# TAREFA PROPOSTA 1:
Transcreva, do trecho sobre o fascismo, a parte entre "IHU On-Line - Como" e "Brasil, especificamente?", inclusive.

"O
fascismo tem como ponto nodal e condição de sua existência a ausência da
linguagem no tempo, ou seja, do discurso; sua "linguagem” não passa de uma
espécie de tradução imediata de atávico ódio ao Outro”, afirma o filósofo.
"O fascismo só existe na ausência da crítica”, diz Ricardo Timm à IHU On-Line, ao comentar os discursos extremados em relação ao atual cenário político brasileiro. Na avaliação de Timm, o fascismo é "uma expressão extrema de medo do Outro, expressão essa manobrada por ideologias mais sutis”.
Na
entrevista a seguir, concedida por e-mail, o filósofo comenta algumas das
características do fascismo, entre elas, a "ojeriza completa ao questionamento
e pavor ao pensamento, e, por extensão, à cultura em geral”. Segundo ele, "o
fascista típico não argumenta, ele rosna, emite onomatopeias, cacareja
lugares-comuns, mas não processa dados cognitivos”. Sobre o "fascismo
brasileiro”, Timm frisa que ele "é tão rudimentar como a sociedade na qual ele
surge, o que não significa, absolutamente, que seja menos primário ou violento
que em outras tradições”.
Timm
também comenta o estado de direito à luz do judiciário brasileiro, e é
categórico: "O Judiciário brasileiro se constitui em uma perfeita casta de
privilégios, em constante troca de favores com os demais poderes e os Donos do
Poder. Sua função ideológica específica é dar aparência de legitimidade às
decisões da Casa Grande, e aqui, novamente e de modo muito incisivo, as
exceções confirmam a regra”.
Ricardo Timm é
graduado em Instrumentos pela Universidade Federal do Rio Grande do Sul – UFRGS
e em Estudos Sociais e Filosofia pela Pontifícia Universidade Católica do Rio
Grande do Sul – PUCRS. Também cursou mestrado em Filosofia pela PUCRS e doutorado
em Filosofia pela Universität Freiburg (Albert-Ludwigs). É autor, entre outras
obras, de Em torno à diferença – Aventuras da alteridade na complexidade da
cultura contemporânea (Rio de Janeiro: Lumen Juris, 2007). É também um dos
organizadores de Alteridade e Ética – Obra comemorativa dos 100 anos do
nascimento de Emmanuel Lévinas (Porto Alegre: EDIPUCRS, 2008).
Confira
a entrevista.
IHU On-Line - Como
conceituaria o fascismo hoje? Quais são as raízes dessa intolerância que
descamba em violência? Em que medida o totalitarismo como filho bastardo da
modernidade nos ajuda a compreender o recrudescimento do fascismo no mundo e no
Brasil, especificamente?

# TAREFA PROPOSTA 2:
Reescreva todas as linhas a seguir trocando "white speckled egg" por "brown speckled egg" e mantendo todo o resto igual.

# LINHAS FORNECIDAS:

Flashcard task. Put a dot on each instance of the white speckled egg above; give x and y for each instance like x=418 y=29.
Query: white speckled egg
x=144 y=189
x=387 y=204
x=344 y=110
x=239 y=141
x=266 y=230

# RESPOSTA ESPERADA 1:
IHU On-Line - Como
conceituaria o fascismo hoje? Quais são as raízes dessa intolerância que
descamba em violência? Em que medida o totalitarismo como filho bastardo da
modernidade nos ajuda a compreender o recrudescimento do fascismo no mundo e no
Brasil, especificamente?

# RESPOSTA ESPERADA 2:
Flashcard task. Put a dot on each instance of the brown speckled egg above; give x and y for each instance like x=418 y=29.
Query: brown speckled egg
x=144 y=189
x=387 y=204
x=344 y=110
x=239 y=141
x=266 y=230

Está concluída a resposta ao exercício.